練習問題:
A: マイクロンインサイトの文章によると、マイクロンインサイトは何年何月何日に開催されたか。
B: マイクロンインサイトの文章のうち、「人工知能は私たちのテクノロジ」から「るために必要となる心臓です」」までを、一字も変えずに全部書き出せ。
C: マイクロンインサイトの文章を、最後の文の後から書き継げ。

ページ抜粋:

###

人工知能は私たちのテクノロジーを激変させ、イノベーションやメモリの進歩によって生活を一変させるでしょう。
これは、サンフランシスコを象徴するゴールデンゲートブリッジの絶景を望む開放的でモダンなPier 27において、2018年10月10日に開催されたマイクロンインサイトで発信されたメッセージです。陽光が降り注ぐサンフランシスコ湾をヨットやフェリーが行き交う中、350名を超えるゲストと数百人ものマイクロン従業員が集い、ケータリングのラップ、サンドイッチ、サラダを囲んで交流しました。ステージ上でのプレゼンテーションの後は、アルコールやオードブルを楽しみながら、マイクロンのメモリが生活、ビジネス、健康にもたらすAIの可能性について語り合いました。
マイクロンのCEO兼社長であるサンジェイ・メロートラはカンファレンスの開会挨拶で、予定されている講演に触れ、「情報をインサイトに変え、インサイトをインテリジェンスに変える」人工知能の能力において、マイクロンのメモリテクノロジーが重要な役割担うことを強調しました。
メロートラによると、メモリとストレージは、AIがリアルタイムでデータを分析し、対処することを可能にします。
彼は次のように述べました。「CPUは脳で、メモリとストレージはAIの可能性をフルに発揮するために必要となる心臓です」
意欲をかき立てる開会の挨拶の後は、11人の業界エキスパートによる7つのプレゼンテーションが実施され、チャットボットから自動運転車、DNA、精密医療まで、テクノロジーのさまざまな側面について話しました。主なハイライト:
- Alexaの未来。アマゾンのプレム・ナタラジャン副社長が、世界中で大人気を博しているバーチャルアシスタント「Alexa」と、開発者が「彼女」の能力をさらに高めるために行っている取り組みについて語りました。
- より有能に。言葉でのやり取りでは文脈が重要ですが、アマゾンは会話の流れを絶やさない記憶力を持つアシスタントを創出することを目標としています。
- より博識に。50ファクトタムの計算を行いますか? 問題ありません!
- より自然に。ナタラジャン氏は「顧客と同じ言語を語らなければ、顧客と関わり合い、喜ばせることはできません」と語ります。
- より多くの自己学習を。ユーザーを観察し、自らの誤りから学習することで、Alexaを改善できます。

###

収集データ:
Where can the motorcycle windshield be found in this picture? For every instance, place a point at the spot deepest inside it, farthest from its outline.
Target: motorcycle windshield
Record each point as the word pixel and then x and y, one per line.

###

解答:
A: 2018年10月10日。

B:
人工知能は私たちのテクノロジーを激変させ、イノベーションやメモリの進歩によって生活を一変させるでしょう。
これは、サンフランシスコを象徴するゴールデンゲートブリッジの絶景を望む開放的でモダンなPier 27において、2018年10月10日に開催されたマイクロンインサイトで発信されたメッセージです。陽光が降り注ぐサンフランシスコ湾をヨットやフェリーが行き交う中、350名を超えるゲストと数百人ものマイクロン従業員が集い、ケータリングのラップ、サンドイッチ、サラダを囲んで交流しました。ステージ上でのプレゼンテーションの後は、アルコールやオードブルを楽しみながら、マイクロンのメモリが生活、ビジネス、健康にもたらすAIの可能性について語り合いました。
マイクロンのCEO兼社長であるサンジェイ・メロートラはカンファレンスの開会挨拶で、予定されている講演に触れ、「情報をインサイトに変え、インサイトをインテリジェンスに変える」人工知能の能力において、マイクロンのメモリテクノロジーが重要な役割担うことを強調しました。
メロートラによると、メモリとストレージは、AIがリアルタイムでデータを分析し、対処することを可能にします。
彼は次のように述べました。「CPUは脳で、メモリとストレージはAIの可能性をフルに発揮するために必要となる心臓です」

C:
これらの目標を達成するため、アマゾンでは、Alexaがユーザーの話し方を反映する「ささやきモード」、ユーザーがAlexaと他のデバイスの画面を同時に操作できる「マルチモーダル」、どのデバイスで映画の再生を始めるかをAlexaが把握できる「デバイスコンテキスト」(ヒント:コマンドを出したときに、自分の一番近くにあるデバイス)、Alexaがユーザーを認識し、それに応じて設定を調整することが可能なスピーカーIDなどのパーソナライズ機能を導入しています。
ナタラジャン氏によると、今後、Alexaは真のパーソナルアシスタントとして機能し、ユーザーが車のキーをどこに置いたかを教えてくれたり、休暇を過ごす場所や夕飯のメニューを決めたりする手助けをしてくれるようになるかもしれません。また、真の自律性を目標として掲げているとも語ってくれました。たとえば、Alexaの汎用人工知能で、人間が行えるあらゆる知的作業を行えるようになることが、AI開発者にとっての「究極の目標」なのです。
「これは自転車レースのようなものです」とナタラジャン氏は言います。「まだスタートを切ったばかりで長丁場になることはわかっていますが、とても面白い道のりになりそうです」
- 誰もが使えるチャットボット。マイクロソフトのリリ・チェン副社長は、「会話型」AIとその用途に関する活気のある考察において、チャットボットは特にアジア諸国を中心に世界中で絶大な人気を誇っていると述べました。WeChatアプリケーションは、プライベートやビジネスで中国を訪れる人には必須だそうです。このアプリは音声で起動し、生活のあらゆる場面で人々を助けてくれます。特に広く使われているチャットボットであるXiaoice(「シャオアイス」と発音)は個性を持ち、広く知られているため、「彼女」独自のYouTubeチャンネルやテレビ番組まであります。
しかし、自然で知的な会話を交わせるようチャットボットを訓練するのは、想像よりもはるかに複雑だとチェン氏は説明します。人間は直線的に話すことはありません。話題を変えたり、互いに口をはさんだり、突然話し始めたり、話すのをやめたり、質問したり、議論したり、あるいはただ聞き役に徹したりします。共感を示すことは関心を維持することに役立ちます。質問されると、自分自身をうまく表現することにつながることがあります。人々のニーズに応え、生活をよりよくすることが、テクノロジーに対してマイクロソフトが掲げている目標だとチェン氏は語ります。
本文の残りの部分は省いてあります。